■ EXTRAIT DU TEXTE ■
Alors que RATM aurait pu tomber aux oubliettes avec deux dissolutions depuis l’an 2000, le groupe s’est reformé récemment et les festivals se l’arrachent. Même si RATM est actuellement à l’arrêt en raison d’une blessure à un tendon d’Achille du chanteur.

«Aujourd’hui, 30 ans après ses débuts, le groupe est devenu presque central dans la représentation des années 1990 et a retrouvé une reconnaissance, une légitimité, liées à l’accroissement des mouvements revendicateurs», analyse encore Christophe Levaux.

Le chercheur en musicologie fait également remarquer que RATM est aussi aujourd’hui «beaucoup plus associé à la scène rap» qu’à ses débuts où il était rangé dans les groupes à guitares. RATM tourne d’ailleurs en binôme avec les rappeurs de Run The Jewels.

Précarité d’une Amérique oubliée

Il faut peut-être voir dans l’aura régénérée du groupe l’activisme du guitariste Tom Morello. Pendant la dernière pause de RATM, il a formé le super-groupe Prophets Of Rage, avec Chuck D, chanteur de Public Enemy, collectif de rap mythique. Une formation présentée comme «anti-Trump» pendant la présidence de ce dernier.

Né à Harlem d’un père kényan et d’une mère aux racines irlandaises et italiennes, Morello a grandi dans l’Illinois, a étudié les sciences politiques à Harvard et a donc inventé un jeu de guitare entre fureur électrique et éclairs des platines des DJs du hip-hop.

Ce musicien arborant parfois une casquette ornée de «Madiba» (nom clanique de Nelson Mandela) fait habilement passer ses messages sur ses réseaux sociaux (1,6 million de suiveurs sur Instagram, presque autant sur Twitter), surlignant par exemple la précarité d’une Amérique oubliée.

«Dans la petite ville où j’ai grandi dans l’Illinois (…) les options pour les gens sont: s’engager dans l’armée, travailler à Walmart (chaîne de supermarchés), vendre du meth (une drogue)», développait-il récemment dans le NME, média musical britannique de référence.

■ ÉNONCÉ ■
Extrayez mot pour mot, du texte sur RATM, le passage qui va de «Ce musicien arborant» à «d’une Amérique oubliée.». Les entrées ne jouent ici aucun rôle.

■ Entrées de données ■
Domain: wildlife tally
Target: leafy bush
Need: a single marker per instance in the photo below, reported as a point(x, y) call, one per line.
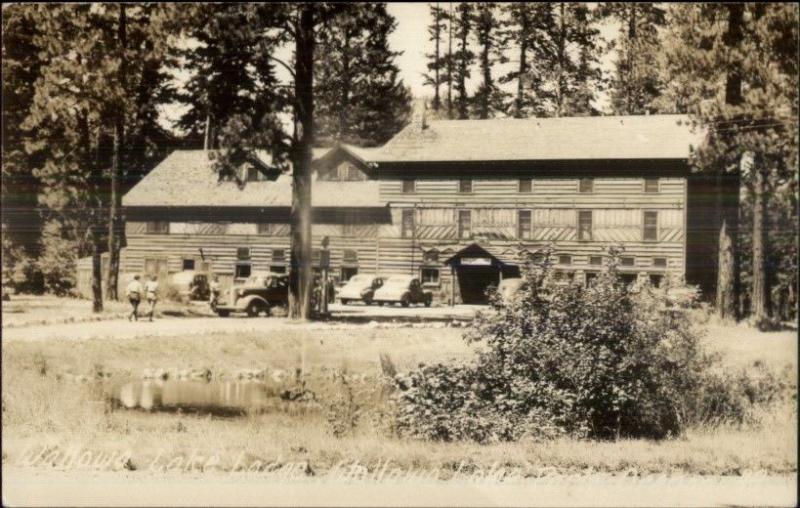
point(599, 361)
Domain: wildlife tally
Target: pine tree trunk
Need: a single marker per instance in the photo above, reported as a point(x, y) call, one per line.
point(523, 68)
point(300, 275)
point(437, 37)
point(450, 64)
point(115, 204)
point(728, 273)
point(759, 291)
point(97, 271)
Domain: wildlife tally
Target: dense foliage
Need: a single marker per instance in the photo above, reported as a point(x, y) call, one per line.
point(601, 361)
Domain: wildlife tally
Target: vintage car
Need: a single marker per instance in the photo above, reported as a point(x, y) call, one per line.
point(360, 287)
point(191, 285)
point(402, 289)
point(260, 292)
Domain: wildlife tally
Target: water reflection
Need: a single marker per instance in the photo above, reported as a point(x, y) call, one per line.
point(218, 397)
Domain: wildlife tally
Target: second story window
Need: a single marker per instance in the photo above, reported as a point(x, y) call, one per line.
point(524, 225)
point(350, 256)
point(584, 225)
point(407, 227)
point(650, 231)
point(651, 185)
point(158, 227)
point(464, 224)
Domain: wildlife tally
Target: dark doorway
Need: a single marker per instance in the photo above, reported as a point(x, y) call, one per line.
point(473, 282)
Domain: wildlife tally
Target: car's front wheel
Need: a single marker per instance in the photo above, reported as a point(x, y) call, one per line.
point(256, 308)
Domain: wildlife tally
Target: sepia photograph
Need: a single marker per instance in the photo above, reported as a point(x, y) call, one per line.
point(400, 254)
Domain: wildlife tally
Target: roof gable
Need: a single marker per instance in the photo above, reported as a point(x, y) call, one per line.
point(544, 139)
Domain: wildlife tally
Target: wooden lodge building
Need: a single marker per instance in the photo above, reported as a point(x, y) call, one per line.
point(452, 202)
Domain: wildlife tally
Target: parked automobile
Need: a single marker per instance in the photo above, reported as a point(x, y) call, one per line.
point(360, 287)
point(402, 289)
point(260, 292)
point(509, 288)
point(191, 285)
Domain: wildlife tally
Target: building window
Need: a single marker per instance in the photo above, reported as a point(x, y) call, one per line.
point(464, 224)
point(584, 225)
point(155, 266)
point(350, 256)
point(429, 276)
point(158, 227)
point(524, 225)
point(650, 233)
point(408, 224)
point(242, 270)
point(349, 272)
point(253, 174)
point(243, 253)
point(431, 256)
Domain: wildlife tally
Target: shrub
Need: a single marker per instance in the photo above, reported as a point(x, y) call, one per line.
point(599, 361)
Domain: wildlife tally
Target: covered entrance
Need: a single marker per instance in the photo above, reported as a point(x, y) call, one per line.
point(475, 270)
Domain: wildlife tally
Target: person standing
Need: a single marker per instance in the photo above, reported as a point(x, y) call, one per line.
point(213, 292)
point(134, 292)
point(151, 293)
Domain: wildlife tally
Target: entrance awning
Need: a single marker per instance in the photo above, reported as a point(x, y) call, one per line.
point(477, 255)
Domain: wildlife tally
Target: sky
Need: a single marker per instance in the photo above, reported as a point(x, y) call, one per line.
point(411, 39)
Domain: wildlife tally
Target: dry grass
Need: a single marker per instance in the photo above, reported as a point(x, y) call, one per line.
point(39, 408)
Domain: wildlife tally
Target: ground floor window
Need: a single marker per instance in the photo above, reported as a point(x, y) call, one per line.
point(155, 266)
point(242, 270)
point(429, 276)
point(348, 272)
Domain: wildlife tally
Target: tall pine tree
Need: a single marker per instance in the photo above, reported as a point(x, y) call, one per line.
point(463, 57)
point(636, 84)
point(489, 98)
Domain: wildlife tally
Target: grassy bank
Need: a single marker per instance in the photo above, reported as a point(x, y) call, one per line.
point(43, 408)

■ CORRIGÉ ■
Ce musicien arborant parfois une casquette ornée de «Madiba» (nom clanique de Nelson Mandela) fait habilement passer ses messages sur ses réseaux sociaux (1,6 million de suiveurs sur Instagram, presque autant sur Twitter), surlignant par exemple la précarité d’une Amérique oubliée.